# [WHAT IS NEEDED]
Could every line of the data be copied out once more, exactly?
---------- TASK INPUTS
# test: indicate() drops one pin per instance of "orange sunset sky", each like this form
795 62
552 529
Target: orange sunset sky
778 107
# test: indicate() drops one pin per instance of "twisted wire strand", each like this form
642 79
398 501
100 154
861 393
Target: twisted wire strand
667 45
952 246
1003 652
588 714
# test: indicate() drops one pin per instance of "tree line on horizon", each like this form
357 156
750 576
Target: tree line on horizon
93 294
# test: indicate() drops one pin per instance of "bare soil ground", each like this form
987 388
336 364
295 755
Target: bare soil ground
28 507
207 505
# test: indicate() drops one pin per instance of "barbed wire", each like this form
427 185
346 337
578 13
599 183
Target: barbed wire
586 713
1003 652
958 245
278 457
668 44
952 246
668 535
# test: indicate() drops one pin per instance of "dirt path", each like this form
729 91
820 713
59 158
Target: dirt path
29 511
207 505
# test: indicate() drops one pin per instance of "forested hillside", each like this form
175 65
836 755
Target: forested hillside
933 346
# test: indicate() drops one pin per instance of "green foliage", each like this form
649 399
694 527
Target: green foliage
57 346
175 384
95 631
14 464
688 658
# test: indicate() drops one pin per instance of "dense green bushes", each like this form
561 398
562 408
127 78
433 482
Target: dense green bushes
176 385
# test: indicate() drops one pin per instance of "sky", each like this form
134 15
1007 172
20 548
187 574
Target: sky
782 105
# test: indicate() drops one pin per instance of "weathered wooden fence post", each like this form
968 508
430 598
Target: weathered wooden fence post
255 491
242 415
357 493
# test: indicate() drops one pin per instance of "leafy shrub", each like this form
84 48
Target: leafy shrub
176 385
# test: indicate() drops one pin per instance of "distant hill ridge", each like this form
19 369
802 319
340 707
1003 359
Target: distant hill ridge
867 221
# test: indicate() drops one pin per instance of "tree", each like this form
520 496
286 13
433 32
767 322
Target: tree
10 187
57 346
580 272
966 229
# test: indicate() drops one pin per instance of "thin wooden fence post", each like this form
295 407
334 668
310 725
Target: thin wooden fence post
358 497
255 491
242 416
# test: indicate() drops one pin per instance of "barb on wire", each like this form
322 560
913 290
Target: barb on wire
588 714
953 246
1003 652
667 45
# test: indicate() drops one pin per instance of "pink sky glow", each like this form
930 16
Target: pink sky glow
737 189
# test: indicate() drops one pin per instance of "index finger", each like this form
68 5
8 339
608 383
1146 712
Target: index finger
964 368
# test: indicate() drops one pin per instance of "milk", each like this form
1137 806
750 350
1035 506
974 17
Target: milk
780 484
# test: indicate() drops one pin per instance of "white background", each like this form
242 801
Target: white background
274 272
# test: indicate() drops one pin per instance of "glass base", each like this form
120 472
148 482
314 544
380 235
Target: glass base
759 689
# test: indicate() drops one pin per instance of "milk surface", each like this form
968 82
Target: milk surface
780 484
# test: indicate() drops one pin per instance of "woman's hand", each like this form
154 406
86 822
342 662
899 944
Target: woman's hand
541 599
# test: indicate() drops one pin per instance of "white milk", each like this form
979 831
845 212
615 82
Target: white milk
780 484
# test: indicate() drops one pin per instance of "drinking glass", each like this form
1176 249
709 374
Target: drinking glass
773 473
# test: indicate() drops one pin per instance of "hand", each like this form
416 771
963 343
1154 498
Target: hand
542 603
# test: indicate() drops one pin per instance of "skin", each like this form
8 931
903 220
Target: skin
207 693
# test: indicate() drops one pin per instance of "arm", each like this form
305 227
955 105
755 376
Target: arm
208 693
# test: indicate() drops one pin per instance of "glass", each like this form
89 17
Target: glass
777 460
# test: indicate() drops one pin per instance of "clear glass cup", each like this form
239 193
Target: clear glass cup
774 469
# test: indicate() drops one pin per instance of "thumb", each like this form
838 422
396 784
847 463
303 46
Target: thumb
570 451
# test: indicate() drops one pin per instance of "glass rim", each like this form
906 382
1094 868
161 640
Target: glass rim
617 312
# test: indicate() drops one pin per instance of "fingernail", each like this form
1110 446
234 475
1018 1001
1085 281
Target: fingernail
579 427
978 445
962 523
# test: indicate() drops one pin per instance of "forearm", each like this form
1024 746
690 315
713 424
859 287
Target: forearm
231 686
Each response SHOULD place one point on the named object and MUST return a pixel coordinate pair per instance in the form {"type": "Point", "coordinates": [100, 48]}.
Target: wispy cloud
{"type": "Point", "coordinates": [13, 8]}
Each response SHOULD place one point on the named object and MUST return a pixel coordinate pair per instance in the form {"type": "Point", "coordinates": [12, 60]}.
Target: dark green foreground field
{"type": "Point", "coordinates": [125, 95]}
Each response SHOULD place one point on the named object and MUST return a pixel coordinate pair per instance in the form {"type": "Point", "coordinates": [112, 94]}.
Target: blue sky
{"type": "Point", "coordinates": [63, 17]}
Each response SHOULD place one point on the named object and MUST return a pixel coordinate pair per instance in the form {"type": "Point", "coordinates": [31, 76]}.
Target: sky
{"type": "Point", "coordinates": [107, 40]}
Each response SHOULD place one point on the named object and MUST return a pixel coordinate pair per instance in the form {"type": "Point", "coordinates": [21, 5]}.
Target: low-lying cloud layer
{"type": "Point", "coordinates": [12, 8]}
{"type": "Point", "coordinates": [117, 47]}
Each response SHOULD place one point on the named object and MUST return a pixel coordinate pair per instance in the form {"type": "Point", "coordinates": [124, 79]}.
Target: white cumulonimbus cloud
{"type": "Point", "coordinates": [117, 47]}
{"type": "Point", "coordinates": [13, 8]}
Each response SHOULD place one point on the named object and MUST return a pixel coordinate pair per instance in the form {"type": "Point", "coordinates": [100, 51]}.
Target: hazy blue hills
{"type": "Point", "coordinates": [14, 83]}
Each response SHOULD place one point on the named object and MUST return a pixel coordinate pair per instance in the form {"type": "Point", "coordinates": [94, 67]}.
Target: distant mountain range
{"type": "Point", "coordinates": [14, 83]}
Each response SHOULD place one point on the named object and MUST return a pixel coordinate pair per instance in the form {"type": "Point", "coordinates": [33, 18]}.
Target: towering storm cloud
--------------------
# [REPLY TO THE TASK]
# test: indicate() drops one pin per instance of "orange sunset sky", each like this form
795 62
552 529
Target: orange sunset sky
778 107
# test: indicate() drops one pin per instance of "twisted wire strand", each like this form
642 79
398 501
100 154
861 393
Target: twisted wire strand
667 45
952 246
1003 652
588 714
# test: indicate() drops one pin per instance of "tree line on horizon", each like this form
357 156
750 576
Target: tree line on horizon
93 294
# test: indicate() drops one pin per instance of "bare soil ground", each like this form
987 388
336 364
295 755
Target: bare soil ground
28 507
207 505
# test: indicate() drops one pin per instance of "barbed wire", each like this form
427 185
346 337
578 13
599 183
Target: barbed wire
586 713
1003 652
958 245
278 457
668 44
952 246
668 535
# test: indicate() drops one pin per instance of "dirt path", each like this form
729 91
820 713
59 158
Target: dirt path
29 511
207 505
# test: indicate() drops one pin per instance of "forested hillside", each like this form
175 65
836 755
Target: forested hillside
933 346
# test: indicate() drops one pin per instance of "green foliage", each like this form
649 399
694 527
Target: green foliage
57 346
175 384
95 631
14 464
688 658
# test: indicate() drops one pin per instance of "dense green bushes", each like this form
561 398
562 408
127 78
433 482
Target: dense green bushes
176 385
# test: indicate() drops one pin per instance of "sky", each like this form
134 15
1007 172
20 548
187 574
Target: sky
782 105
# test: indicate() drops one pin per instance of "weathered wooden fence post", each like this form
968 508
430 598
Target: weathered wooden fence post
255 491
242 415
357 493
# test: indicate() drops one pin per instance of "leafy shrub", each like this form
84 48
Target: leafy shrub
176 385
# test: indicate() drops one pin per instance of "distant hill ridge", each like this form
19 369
802 319
340 707
1003 359
Target: distant hill ridge
867 221
# test: indicate() drops one pin per instance of "tree", each like this form
520 496
286 13
433 32
767 322
Target: tree
10 187
57 346
580 272
966 229
# test: indicate() drops one pin per instance of "thin wooden fence post", each like this form
295 407
334 668
310 725
Target: thin wooden fence post
358 497
255 491
242 416
# test: indicate() drops one pin per instance of "barb on wire", each like this form
322 560
913 290
Target: barb on wire
588 714
953 246
1003 652
667 45
# test: indicate() drops one pin per instance of "pink sky glow", each like this form
930 16
Target: pink sky glow
737 189
# test: indicate() drops one pin per instance of "index finger", each like this form
68 5
8 339
608 383
1146 712
Target: index finger
964 368
# test: indicate() drops one pin per instance of "milk", each like this form
1137 806
750 350
1035 506
974 17
Target: milk
780 484
# test: indicate() drops one pin per instance of "white background", each like this form
242 801
Target: white background
274 272
# test: indicate() drops one pin per instance of "glass base", each like this form
120 472
148 482
314 544
380 235
Target: glass base
759 689
# test: indicate() drops one pin per instance of "milk surface", each like this form
968 82
Target: milk surface
780 484
# test: indicate() drops one pin per instance of "woman's hand", each like this form
154 406
86 822
342 662
899 944
Target: woman's hand
541 599
# test: indicate() drops one pin per instance of "white milk", each like this form
979 831
845 212
615 82
Target: white milk
780 484
# test: indicate() drops one pin per instance of "drinking glass", each like this form
1176 249
709 374
Target: drinking glass
773 473
# test: indicate() drops one pin per instance of "hand", each like this form
416 771
963 343
1154 498
Target: hand
542 603
# test: indicate() drops one pin per instance of "skin", each like this form
8 931
903 220
Target: skin
207 693
# test: indicate() drops one pin per instance of "arm", each like this form
305 227
955 105
755 376
Target: arm
208 693
# test: indicate() drops one pin per instance of "glass", each like this form
89 17
Target: glass
777 460
# test: indicate() drops one pin per instance of "clear glass cup", each like this form
239 193
Target: clear glass cup
774 469
# test: indicate() drops one pin per instance of "thumb", each like this form
838 422
396 784
847 463
303 46
Target: thumb
570 451
# test: indicate() drops one pin per instance of "glass rim", each like this form
906 382
1094 868
161 640
Target: glass rim
617 312
# test: indicate() drops one pin per instance of "fingernail", each like this form
1110 446
234 475
1018 1001
1085 281
Target: fingernail
579 427
978 445
962 523
# test: indicate() drops one pin per instance of "forearm", each like this form
1024 746
690 315
713 424
859 287
Target: forearm
231 686
Each response SHOULD place one point on the named object and MUST return a pixel coordinate pair per instance in the form {"type": "Point", "coordinates": [100, 48]}.
Target: wispy cloud
{"type": "Point", "coordinates": [13, 8]}
Each response SHOULD place one point on the named object and MUST return a pixel coordinate pair per instance in the form {"type": "Point", "coordinates": [12, 60]}.
Target: dark green foreground field
{"type": "Point", "coordinates": [125, 95]}
Each response SHOULD place one point on the named object and MUST return a pixel coordinate pair per instance in the form {"type": "Point", "coordinates": [112, 94]}.
Target: blue sky
{"type": "Point", "coordinates": [63, 17]}
Each response SHOULD place one point on the named object and MUST return a pixel coordinate pair per instance in the form {"type": "Point", "coordinates": [31, 76]}.
Target: sky
{"type": "Point", "coordinates": [107, 40]}
Each response SHOULD place one point on the named object and MUST return a pixel coordinate pair per instance in the form {"type": "Point", "coordinates": [21, 5]}.
Target: low-lying cloud layer
{"type": "Point", "coordinates": [12, 8]}
{"type": "Point", "coordinates": [117, 47]}
Each response SHOULD place one point on the named object and MUST return a pixel coordinate pair per instance in the form {"type": "Point", "coordinates": [124, 79]}.
Target: white cumulonimbus cloud
{"type": "Point", "coordinates": [117, 47]}
{"type": "Point", "coordinates": [13, 8]}
Each response SHOULD place one point on the named object and MUST return a pixel coordinate pair per instance in the form {"type": "Point", "coordinates": [100, 51]}.
Target: hazy blue hills
{"type": "Point", "coordinates": [14, 83]}
Each response SHOULD place one point on the named object and MUST return a pixel coordinate pair per instance in the form {"type": "Point", "coordinates": [94, 67]}.
Target: distant mountain range
{"type": "Point", "coordinates": [14, 83]}
Each response SHOULD place one point on the named object and MUST return a pixel coordinate pair per instance in the form {"type": "Point", "coordinates": [33, 18]}.
Target: towering storm cloud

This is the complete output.